## OBJECTIVE A
Reproduce the records verbatim, from the line containing "Mark the woman's" through the end of the records, and omit the pictures.

Of course, there is an assortment of other dishes on the menu also as delectable like their spare-ribs and their Bacolod version of that old favorite bulalo. (Our preference at the moment though is the bangus.)

What’s more aside from Torre himself, you find a crowd of celebrities and artists from the independent film community including maverick directors like Lav Diaz and Cesar Hernando to walking film libraries like Teddy Co dining and enjoying their nth round of beer.

(Interesting tidbit: The US magazine Film Comment has just named Lav Diaz’s Batang Westside as one of its 10 best films. It starred Joel Torre and is the first classic Filipino film released this century.)

JT’s Manukan Grille is located at 4 Granada St., Ortigas Ext., Bgy. Valencia, Quezon City. Their number is 721-9025.
Keka
It is irritating to read comments from so-called film critics who don’t actually watch Filipino films and would just wish that they make room to let Hollywood blockbusters like The Return of the King take its "rightful" place as movie of the year. Let me put forth one word that will refute what reams of infantile rambling cannot challenge: Keka.

The hero of the film is a charming lass who likes cheesy ’80s Pinoy flicks, playing Megajoy and killing people. Still with me? Just so you don’t think she’s a serial killer with no purpose, she’s actually taking revenge on the fraternity boys who killed her boyfriend and love-of-her-life PJ. Of course, the body count in the film is high enough to attract attention from the cops, namely one in particular named Jason. Now if only he can solve the killing and mend his broken heart then he would be happy. The answer of course is that same one word.

## DATA SHOWN
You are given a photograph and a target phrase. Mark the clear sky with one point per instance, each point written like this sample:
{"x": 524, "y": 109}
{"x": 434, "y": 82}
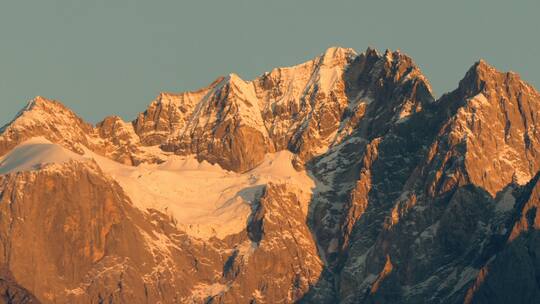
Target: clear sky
{"x": 103, "y": 57}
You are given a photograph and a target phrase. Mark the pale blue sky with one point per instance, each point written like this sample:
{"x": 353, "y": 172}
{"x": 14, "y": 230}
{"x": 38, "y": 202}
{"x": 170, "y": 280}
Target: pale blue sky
{"x": 103, "y": 57}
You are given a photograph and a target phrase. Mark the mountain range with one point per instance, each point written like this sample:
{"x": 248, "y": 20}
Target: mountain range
{"x": 338, "y": 180}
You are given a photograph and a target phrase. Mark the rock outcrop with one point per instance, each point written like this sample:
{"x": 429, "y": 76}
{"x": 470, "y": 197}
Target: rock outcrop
{"x": 395, "y": 197}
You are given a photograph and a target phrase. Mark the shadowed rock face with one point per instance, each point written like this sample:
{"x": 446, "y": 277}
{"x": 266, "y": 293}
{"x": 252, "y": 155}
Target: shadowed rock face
{"x": 415, "y": 199}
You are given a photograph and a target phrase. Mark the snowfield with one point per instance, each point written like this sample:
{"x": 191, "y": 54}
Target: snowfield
{"x": 204, "y": 199}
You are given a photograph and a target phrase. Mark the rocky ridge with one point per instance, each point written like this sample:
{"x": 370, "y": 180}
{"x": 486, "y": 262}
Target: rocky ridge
{"x": 415, "y": 199}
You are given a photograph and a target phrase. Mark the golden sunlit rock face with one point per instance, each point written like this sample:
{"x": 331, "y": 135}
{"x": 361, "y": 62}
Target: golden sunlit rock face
{"x": 338, "y": 180}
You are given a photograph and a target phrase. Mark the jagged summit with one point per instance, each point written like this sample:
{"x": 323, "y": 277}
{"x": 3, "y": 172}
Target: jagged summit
{"x": 337, "y": 180}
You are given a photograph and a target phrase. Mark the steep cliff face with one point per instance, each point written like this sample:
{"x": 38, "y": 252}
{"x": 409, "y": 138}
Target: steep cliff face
{"x": 339, "y": 180}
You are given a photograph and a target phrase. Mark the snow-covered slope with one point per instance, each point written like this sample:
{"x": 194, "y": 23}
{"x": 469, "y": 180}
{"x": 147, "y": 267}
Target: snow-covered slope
{"x": 338, "y": 180}
{"x": 203, "y": 199}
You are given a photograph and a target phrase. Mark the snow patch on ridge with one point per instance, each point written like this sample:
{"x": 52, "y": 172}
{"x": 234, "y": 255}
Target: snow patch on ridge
{"x": 34, "y": 153}
{"x": 204, "y": 199}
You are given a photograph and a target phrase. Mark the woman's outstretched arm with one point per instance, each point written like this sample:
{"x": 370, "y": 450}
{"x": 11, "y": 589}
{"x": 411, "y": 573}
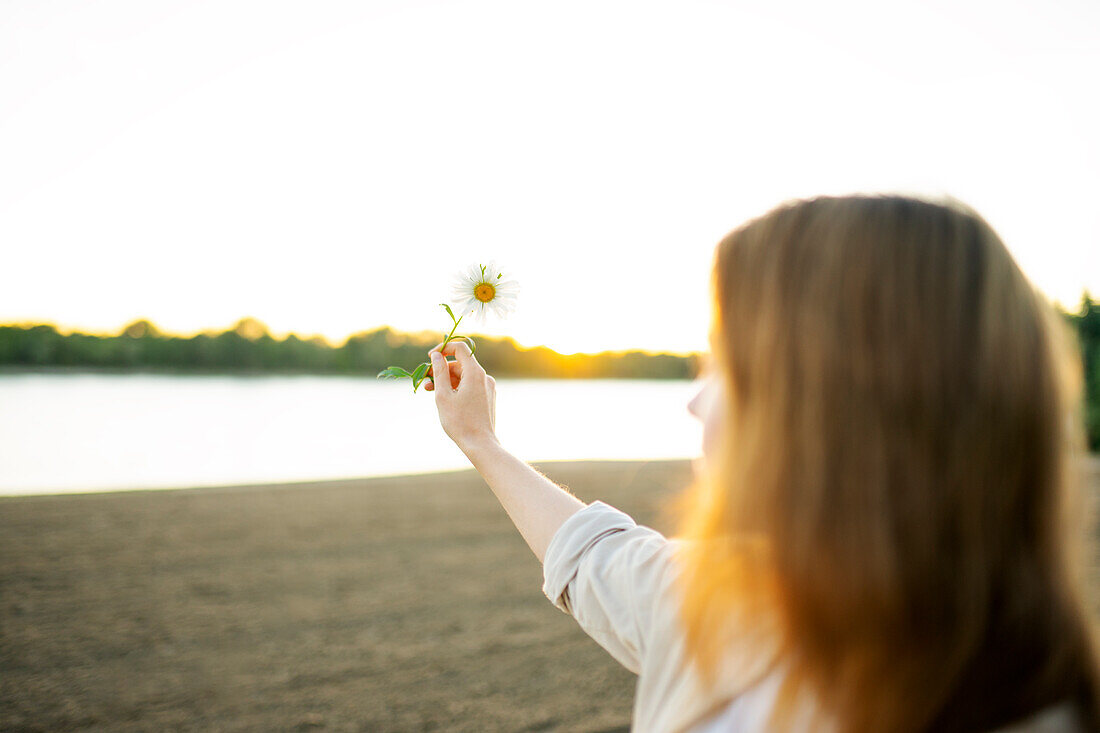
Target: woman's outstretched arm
{"x": 465, "y": 397}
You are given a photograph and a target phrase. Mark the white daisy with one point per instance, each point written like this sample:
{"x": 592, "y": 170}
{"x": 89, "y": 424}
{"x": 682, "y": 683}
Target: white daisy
{"x": 483, "y": 287}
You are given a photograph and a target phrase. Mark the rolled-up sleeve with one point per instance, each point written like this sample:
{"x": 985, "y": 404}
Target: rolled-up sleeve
{"x": 612, "y": 576}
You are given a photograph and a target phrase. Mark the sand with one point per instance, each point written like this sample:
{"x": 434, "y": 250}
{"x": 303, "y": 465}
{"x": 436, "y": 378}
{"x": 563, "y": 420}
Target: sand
{"x": 403, "y": 603}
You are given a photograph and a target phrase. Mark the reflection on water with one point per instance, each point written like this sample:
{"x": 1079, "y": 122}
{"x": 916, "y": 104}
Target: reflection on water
{"x": 86, "y": 433}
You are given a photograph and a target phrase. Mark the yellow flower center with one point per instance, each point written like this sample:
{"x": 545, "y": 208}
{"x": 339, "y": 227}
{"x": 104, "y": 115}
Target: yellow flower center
{"x": 484, "y": 292}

## OBJECTIVE B
Answer these questions from the text on JT's Manukan Grille and the film Keka:
(i) What is the street address of JT's Manukan Grille?
(ii) Which Lav Diaz film did Film Comment name as one of its 10 best?
(iii) What is the name of the cop in Keka?

## FULL SOLUTION A
You are given a photograph and a target phrase. Mark the woman's outstretched arm with one point per instance, each point written like this sample:
{"x": 370, "y": 450}
{"x": 11, "y": 589}
{"x": 411, "y": 573}
Target: woman's outstretched arm
{"x": 465, "y": 397}
You are given a photograph and a target phrase. Mark the white daisy with one point per instance, each point written like this sample:
{"x": 592, "y": 170}
{"x": 89, "y": 424}
{"x": 682, "y": 683}
Target: white daisy
{"x": 483, "y": 287}
You are given a photograph and a target phrase. Mark the rolled-up sleeve with one point per instance, each point written like this sample:
{"x": 985, "y": 404}
Target: rolled-up sleeve
{"x": 612, "y": 576}
You are given a photograph and a target phrase. Mark the sand with one point per instance, each point written like this sample:
{"x": 434, "y": 250}
{"x": 303, "y": 465}
{"x": 436, "y": 378}
{"x": 563, "y": 420}
Target: sand
{"x": 403, "y": 603}
You are given a photograph and a target phrase. Mark the reflection on water with one point per instance, each point written like this sample:
{"x": 1079, "y": 122}
{"x": 916, "y": 104}
Target: reflection on water
{"x": 86, "y": 433}
You are given a photograph and a target phrase. Mark the yellow flower center with one point per instance, each point written like this sample:
{"x": 545, "y": 208}
{"x": 339, "y": 227}
{"x": 104, "y": 115}
Target: yellow flower center
{"x": 484, "y": 292}

## FULL SOLUTION B
(i) 4 Granada St., Ortigas Ext., Bgy. Valencia, Quezon City
(ii) Batang Westside
(iii) Jason